**Task brief**
Render this sentence from the hospital history below in Spanish: "In 1925, the 90-bed hospital was managed by 3 doctors, 14 deaconess sisters and 2 nurses."

The design of the edifice was realized by a city counselor for buildings, Wilhelm Lincke. The new institution comprised 40 beds distributed in two departments, surgical and internal. In 1900, the facility expanded to 68 beds and in 1902, an additional building housing 25 beds for contagious patients was erected contiguously, with funds from German donors and city authorities.

At the rise of the Second Polish Republic, the institution fall under the responsibility of Bydgoszcz mayor. In 1925, the 90-bed hospital was managed by 3 doctors, 14 deaconess sisters and 2 nurses. In 1926, a new 30-bed pavilion was built in the vicinity, dedicated for patients with Typhoid fever, Scarlet fever, Influenza and STIs. In 1938, the hospital housed 128 beds.

During the nazi occupation, the establishment was used for Wehrmacht soldiers. After WWII, since the main building was still occupied as a military facility, the hospital was reorganized for a few months around two barracks by Dr. Władysław Baranowski, head of the city health department. In 1949, the infectious diseases ward was moved to the Hospital for Infectious Diseases at 10 Świętego Floriana Street and the institution transformed into the Municipal Pulmonary Hospital: with 144 beds, Władysław Baranowski was raised to the position of director.

Saved data entries
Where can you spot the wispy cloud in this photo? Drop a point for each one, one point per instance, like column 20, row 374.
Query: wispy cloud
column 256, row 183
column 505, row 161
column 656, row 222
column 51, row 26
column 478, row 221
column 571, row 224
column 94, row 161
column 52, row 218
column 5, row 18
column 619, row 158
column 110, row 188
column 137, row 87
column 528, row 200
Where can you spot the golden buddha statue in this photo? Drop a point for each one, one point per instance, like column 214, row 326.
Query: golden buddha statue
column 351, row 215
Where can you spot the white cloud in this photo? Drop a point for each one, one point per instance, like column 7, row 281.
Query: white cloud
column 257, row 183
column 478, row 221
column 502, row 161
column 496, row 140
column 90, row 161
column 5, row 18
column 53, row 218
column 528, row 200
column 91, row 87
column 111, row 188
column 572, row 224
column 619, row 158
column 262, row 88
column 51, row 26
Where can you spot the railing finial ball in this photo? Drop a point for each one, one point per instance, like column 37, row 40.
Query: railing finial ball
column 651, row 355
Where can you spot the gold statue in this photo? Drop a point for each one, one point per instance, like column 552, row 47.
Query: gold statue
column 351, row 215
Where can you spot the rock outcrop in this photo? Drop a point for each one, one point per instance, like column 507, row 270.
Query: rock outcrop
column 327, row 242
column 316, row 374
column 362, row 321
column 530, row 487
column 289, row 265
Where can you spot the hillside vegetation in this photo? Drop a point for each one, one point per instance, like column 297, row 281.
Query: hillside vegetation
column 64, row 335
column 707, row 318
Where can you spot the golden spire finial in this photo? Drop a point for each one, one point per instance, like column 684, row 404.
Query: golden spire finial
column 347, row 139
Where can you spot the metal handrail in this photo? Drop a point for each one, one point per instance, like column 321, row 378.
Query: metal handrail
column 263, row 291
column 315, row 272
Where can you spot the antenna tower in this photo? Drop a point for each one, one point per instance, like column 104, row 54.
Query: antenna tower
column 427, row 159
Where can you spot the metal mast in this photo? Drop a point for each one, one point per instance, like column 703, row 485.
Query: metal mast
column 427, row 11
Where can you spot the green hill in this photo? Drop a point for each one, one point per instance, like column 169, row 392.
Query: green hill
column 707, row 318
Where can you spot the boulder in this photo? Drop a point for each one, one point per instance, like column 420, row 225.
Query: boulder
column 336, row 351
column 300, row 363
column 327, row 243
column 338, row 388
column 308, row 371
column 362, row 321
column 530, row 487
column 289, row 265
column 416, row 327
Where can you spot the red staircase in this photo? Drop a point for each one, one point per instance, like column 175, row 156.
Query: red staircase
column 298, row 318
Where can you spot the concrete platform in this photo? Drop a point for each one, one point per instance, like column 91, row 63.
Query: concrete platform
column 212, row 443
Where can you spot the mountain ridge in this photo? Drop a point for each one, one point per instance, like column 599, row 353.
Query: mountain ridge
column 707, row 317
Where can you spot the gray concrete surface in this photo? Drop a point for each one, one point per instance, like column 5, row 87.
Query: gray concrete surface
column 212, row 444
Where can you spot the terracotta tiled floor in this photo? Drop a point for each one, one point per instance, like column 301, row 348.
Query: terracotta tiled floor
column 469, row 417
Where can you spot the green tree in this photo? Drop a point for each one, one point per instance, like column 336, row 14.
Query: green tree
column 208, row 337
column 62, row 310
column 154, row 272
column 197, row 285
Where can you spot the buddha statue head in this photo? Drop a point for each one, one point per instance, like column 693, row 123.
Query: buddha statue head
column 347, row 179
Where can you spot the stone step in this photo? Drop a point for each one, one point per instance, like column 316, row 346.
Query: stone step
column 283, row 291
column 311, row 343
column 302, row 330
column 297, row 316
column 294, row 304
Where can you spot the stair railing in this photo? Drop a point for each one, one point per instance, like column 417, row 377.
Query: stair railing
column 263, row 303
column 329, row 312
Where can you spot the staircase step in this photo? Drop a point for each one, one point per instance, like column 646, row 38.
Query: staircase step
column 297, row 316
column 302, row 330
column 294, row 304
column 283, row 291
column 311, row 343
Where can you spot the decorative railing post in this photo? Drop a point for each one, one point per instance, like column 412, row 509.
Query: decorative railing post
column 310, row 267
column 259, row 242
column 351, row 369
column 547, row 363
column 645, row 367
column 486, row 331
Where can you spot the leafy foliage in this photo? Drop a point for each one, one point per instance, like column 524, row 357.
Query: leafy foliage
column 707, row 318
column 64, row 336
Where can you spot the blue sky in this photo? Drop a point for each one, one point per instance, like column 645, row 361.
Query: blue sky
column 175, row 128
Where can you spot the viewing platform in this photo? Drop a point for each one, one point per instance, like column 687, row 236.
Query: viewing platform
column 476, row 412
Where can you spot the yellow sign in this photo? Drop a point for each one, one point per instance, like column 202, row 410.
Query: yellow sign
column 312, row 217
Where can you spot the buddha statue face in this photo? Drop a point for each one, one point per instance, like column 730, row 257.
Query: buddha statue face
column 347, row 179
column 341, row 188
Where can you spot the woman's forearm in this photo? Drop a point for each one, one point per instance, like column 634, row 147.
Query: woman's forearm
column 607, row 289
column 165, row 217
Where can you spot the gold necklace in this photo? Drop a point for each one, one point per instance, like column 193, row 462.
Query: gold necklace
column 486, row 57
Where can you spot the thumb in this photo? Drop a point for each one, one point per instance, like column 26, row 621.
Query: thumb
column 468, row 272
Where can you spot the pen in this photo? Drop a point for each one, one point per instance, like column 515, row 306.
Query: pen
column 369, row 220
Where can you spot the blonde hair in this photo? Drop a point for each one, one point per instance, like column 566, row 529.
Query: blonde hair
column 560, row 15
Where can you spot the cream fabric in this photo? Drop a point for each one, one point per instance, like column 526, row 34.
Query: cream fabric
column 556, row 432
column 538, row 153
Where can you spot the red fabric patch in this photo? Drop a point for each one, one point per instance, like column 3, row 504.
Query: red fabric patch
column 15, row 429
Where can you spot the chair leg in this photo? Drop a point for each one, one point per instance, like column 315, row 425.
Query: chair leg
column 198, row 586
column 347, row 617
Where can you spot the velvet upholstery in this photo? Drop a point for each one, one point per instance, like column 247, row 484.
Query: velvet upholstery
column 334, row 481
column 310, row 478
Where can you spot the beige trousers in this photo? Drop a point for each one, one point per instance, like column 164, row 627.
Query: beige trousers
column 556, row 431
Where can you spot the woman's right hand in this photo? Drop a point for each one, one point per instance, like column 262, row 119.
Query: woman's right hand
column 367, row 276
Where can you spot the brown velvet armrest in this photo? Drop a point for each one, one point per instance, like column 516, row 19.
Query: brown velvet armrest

**Exercise output**
En 1925, el hospital de 90 camas estaba dirigido por 3 médicos, 14 hermanas diaconisas y 2 enfermeras.